## begin THE DATA

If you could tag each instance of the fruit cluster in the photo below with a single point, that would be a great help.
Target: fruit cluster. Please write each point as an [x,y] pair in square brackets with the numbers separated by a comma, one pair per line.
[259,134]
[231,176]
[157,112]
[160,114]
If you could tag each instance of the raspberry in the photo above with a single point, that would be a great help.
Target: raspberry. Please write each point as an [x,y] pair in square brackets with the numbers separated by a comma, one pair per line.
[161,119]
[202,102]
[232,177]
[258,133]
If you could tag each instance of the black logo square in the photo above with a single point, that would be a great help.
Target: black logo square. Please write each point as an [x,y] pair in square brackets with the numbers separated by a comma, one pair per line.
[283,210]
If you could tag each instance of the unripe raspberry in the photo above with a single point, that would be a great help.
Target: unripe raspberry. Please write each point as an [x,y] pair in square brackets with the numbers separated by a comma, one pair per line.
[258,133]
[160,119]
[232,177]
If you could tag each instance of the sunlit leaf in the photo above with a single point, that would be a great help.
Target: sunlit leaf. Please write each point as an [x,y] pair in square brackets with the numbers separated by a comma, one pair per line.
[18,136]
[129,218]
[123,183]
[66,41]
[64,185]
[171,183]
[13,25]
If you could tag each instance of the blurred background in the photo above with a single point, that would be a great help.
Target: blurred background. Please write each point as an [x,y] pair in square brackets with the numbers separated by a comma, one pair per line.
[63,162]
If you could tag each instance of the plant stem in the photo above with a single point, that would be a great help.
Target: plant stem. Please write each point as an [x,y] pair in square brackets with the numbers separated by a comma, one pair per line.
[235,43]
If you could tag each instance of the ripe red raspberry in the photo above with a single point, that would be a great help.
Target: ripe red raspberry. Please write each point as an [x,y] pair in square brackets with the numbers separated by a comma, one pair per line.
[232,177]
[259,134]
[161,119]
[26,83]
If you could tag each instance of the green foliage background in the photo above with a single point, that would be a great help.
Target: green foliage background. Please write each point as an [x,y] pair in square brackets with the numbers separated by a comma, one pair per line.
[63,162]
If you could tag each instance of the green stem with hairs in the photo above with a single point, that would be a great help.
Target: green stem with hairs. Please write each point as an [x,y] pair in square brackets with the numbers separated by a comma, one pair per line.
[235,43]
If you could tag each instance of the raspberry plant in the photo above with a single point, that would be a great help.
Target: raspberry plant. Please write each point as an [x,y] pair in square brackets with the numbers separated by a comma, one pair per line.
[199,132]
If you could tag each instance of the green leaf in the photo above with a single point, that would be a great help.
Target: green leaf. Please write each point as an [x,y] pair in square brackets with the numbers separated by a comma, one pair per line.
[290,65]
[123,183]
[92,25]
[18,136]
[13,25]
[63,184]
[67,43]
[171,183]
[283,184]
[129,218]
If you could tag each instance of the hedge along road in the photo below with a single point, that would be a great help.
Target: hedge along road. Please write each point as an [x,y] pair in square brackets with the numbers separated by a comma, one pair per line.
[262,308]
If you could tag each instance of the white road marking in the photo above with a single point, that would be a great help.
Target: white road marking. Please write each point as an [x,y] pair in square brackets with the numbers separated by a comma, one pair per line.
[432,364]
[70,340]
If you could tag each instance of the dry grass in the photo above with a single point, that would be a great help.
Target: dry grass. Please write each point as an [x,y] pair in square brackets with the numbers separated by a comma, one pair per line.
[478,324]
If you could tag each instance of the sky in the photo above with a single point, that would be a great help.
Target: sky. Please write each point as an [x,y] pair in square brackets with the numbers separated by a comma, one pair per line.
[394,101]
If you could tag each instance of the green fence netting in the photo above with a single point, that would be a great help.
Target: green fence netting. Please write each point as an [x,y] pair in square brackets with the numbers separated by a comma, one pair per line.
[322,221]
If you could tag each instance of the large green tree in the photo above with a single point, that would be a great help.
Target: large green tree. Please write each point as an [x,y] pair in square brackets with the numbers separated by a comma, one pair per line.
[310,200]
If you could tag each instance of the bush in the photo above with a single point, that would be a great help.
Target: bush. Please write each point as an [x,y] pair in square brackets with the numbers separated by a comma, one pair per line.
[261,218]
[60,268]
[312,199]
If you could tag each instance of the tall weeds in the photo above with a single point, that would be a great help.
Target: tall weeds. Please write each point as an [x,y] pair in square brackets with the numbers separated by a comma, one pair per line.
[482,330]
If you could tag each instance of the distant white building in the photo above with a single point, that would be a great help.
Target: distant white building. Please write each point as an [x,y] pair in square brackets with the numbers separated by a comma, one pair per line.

## end THE DATA

• _SHORT EXERCISE_
Render the items above as one numbered list, one line per entry, with blank lines omitted.

• _EXERCISE OUTPUT_
1. If you could tag each instance of the fruit cluster in the photo below with a single point, that would be a great help.
2. Target: fruit cluster. Please write each point as an [x,y] pair in square brackets with the numbers separated by a comma, one pair per line.
3. [259,134]
4. [231,176]
5. [157,112]
6. [160,114]
7. If you could tag each instance of the raspberry in the photo above with a single point, that would be a great help.
8. Target: raspberry. Please write each point as an [x,y] pair in square brackets with the numbers separated by a comma, one pair per line.
9. [161,119]
10. [202,102]
11. [232,177]
12. [258,133]
13. If you could tag each instance of the black logo square in the photo above with a single point, that would be a great help.
14. Target: black logo square. Please write each point as an [x,y] pair in square brackets with the numbers separated by a comma, one pair per line.
15. [283,210]
16. If you could tag each instance of the unripe raspberry in the photo above with a single point, that would be a great help.
17. Target: unripe raspberry. Please write each point as an [x,y] pair in square brackets with the numbers separated by a comma, one pair per line.
18. [258,133]
19. [160,119]
20. [232,177]
21. If you could tag each instance of the sunlit leaf in the photo above with a single point, that would be a great help.
22. Target: sunlit leaf. Please write each point as an [x,y] pair in square brackets with the numbers separated by a comma, one pair per line.
23. [18,136]
24. [129,218]
25. [123,183]
26. [66,41]
27. [64,185]
28. [171,183]
29. [13,25]
30. If you could tag each instance of the blurred background in the photo above with a single point, that would be a great help.
31. Target: blurred background. Please write each point as an [x,y] pair in square brackets with the numbers separated by a comma, one pair per line.
32. [63,162]
33. If you could tag each instance of the plant stem in the photo above with a single point, that would be a great help.
34. Target: plant stem. Please write each point as an [x,y] pair in square brackets with the numbers separated by a comma, one pair per line.
35. [235,43]
36. If you could tag each instance of the ripe red raspberry in the photo above with a single point, that would be a great help.
37. Target: ripe red raspberry. Please write each point as an [x,y] pair in square brackets with the numbers separated by a comma, one pair per line.
38. [232,177]
39. [259,134]
40. [161,119]
41. [26,83]
42. If you could tag each instance of the green foliage background in the photo above with a single point, that would be a great help.
43. Target: green foliage background. Please write each point as an [x,y] pair in square brackets with the numbers separated by a comma, one pair per line.
44. [63,162]
45. If you could tag each instance of the green stem with hairs in the photo above with a single point, that would be a great help.
46. Target: green stem with hairs. Please write each point as an [x,y] pair in square brackets with the numbers separated by a comma, one pair per line.
47. [235,43]
48. If you could tag each instance of the raspberry plant in the photo above with a single point, that would be a great help.
49. Target: raspberry plant. Please write each point as an [x,y] pair in square brackets with the numbers separated by a comma, one pair per line.
50. [199,132]
51. If you could tag each instance of the green leaf in the photo above with a single point, that would be a great help.
52. Target: green leaf. Please write each point as an [x,y] pair in square brackets with the numbers separated by a comma, one pair per line.
53. [290,65]
54. [123,183]
55. [92,25]
56. [18,136]
57. [13,25]
58. [63,184]
59. [67,43]
60. [171,183]
61. [283,184]
62. [129,218]
63. If you could tag each instance of the hedge along road in the photo below with a single point, that would be a great help.
64. Target: hedge along road. Please write each point as an [x,y] pair in square brackets with the numbers separated by a comma, one pair per line.
65. [262,308]
66. If you could tag each instance of the white road marking in the photo above with a single point, that would be a great help.
67. Target: white road marking. Please write each point as an [x,y] pair in square brackets with the numbers separated by a comma, one pair per line.
68. [432,364]
69. [70,340]
70. If you could tag each instance of the dry grass in the photo above with a single point, that would be a great help.
71. Target: dry grass. Please write each point as an [x,y] pair in square brackets with the numbers separated by a comma, one pair per line.
72. [478,324]
73. If you could tag each instance of the sky in the photo above with a single point, that would be a great help.
74. Target: sky. Please write each point as an [x,y] pair in square brackets with the numbers separated by a comma, one pair per line.
75. [394,101]
76. If you could tag each instance of the green fence netting in the photo above with a single point, that would be a great help.
77. Target: green fence netting. Please write each point as an [x,y] pair in square brackets with the numbers separated by a comma, one pair per line.
78. [322,221]
79. If you could tag each instance of the large green tree in the photo above with a single point, that would be a great help.
80. Target: large green tree. Please write each point as an [x,y] pair in square brackets with the numbers separated by a comma, one pair per line.
81. [310,200]
82. If you could tag each instance of the bush in the photo above with a single point, that would be a great help.
83. Target: bush. Please write each point as an [x,y] pair in square brackets with the numbers separated by a comma, one pair per line.
84. [261,218]
85. [60,268]
86. [312,199]
87. If you could tag each instance of the tall weeds in the photo above with a single point, that would be a great help.
88. Target: tall weeds. Please write each point as an [x,y] pair in square brackets with the numbers separated by a comma, one pair per line.
89. [482,330]
90. If you could tag each instance of the distant white building in the photo above with a single point, that would be a great help.
91. Target: distant white building. Please write each point as an [x,y] pair in square brackets with the numbers separated by a comma, one pair per line.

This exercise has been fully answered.